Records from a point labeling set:
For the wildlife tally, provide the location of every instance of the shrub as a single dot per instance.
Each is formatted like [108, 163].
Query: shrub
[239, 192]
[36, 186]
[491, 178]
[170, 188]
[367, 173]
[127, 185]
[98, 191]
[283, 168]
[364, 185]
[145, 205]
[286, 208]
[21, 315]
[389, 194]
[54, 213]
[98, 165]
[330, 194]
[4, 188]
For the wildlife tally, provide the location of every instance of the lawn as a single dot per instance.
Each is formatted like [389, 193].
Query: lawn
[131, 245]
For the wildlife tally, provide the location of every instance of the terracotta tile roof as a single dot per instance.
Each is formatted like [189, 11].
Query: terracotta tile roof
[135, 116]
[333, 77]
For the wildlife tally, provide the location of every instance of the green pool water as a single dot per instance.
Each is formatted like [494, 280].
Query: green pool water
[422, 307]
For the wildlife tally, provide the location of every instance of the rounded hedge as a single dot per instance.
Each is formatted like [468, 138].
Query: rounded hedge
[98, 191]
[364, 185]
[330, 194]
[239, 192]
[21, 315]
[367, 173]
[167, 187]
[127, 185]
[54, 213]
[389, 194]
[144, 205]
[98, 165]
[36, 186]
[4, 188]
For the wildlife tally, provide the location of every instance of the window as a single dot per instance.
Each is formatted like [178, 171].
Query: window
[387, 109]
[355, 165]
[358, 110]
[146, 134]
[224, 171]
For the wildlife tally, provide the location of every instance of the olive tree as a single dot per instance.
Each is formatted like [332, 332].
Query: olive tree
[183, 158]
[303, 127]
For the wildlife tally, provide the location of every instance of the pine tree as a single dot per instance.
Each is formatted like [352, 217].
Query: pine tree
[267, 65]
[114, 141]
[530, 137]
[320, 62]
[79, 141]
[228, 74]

** Stated problem **
Your answer should consist only of the lines from the one with "window as a single dot per instance." through the end of the data above, reproduced exactly.

** Exercise response **
For the wildlife tally, provide the location of every instance of the window as a single dot per instance.
Each is formatted like [178, 171].
Query: window
[387, 109]
[355, 165]
[358, 110]
[146, 134]
[224, 171]
For the wildlife tally, provide the location of every instance of the olive tree as a single dot per instance.
Each is formatted like [332, 332].
Query: olive tree
[183, 158]
[303, 127]
For the wildlife tally, provide the location of every instance of the pine tree as a single dot per instance.
Each is formatted like [352, 217].
Query: pine tree
[267, 65]
[114, 141]
[530, 137]
[320, 62]
[79, 141]
[228, 74]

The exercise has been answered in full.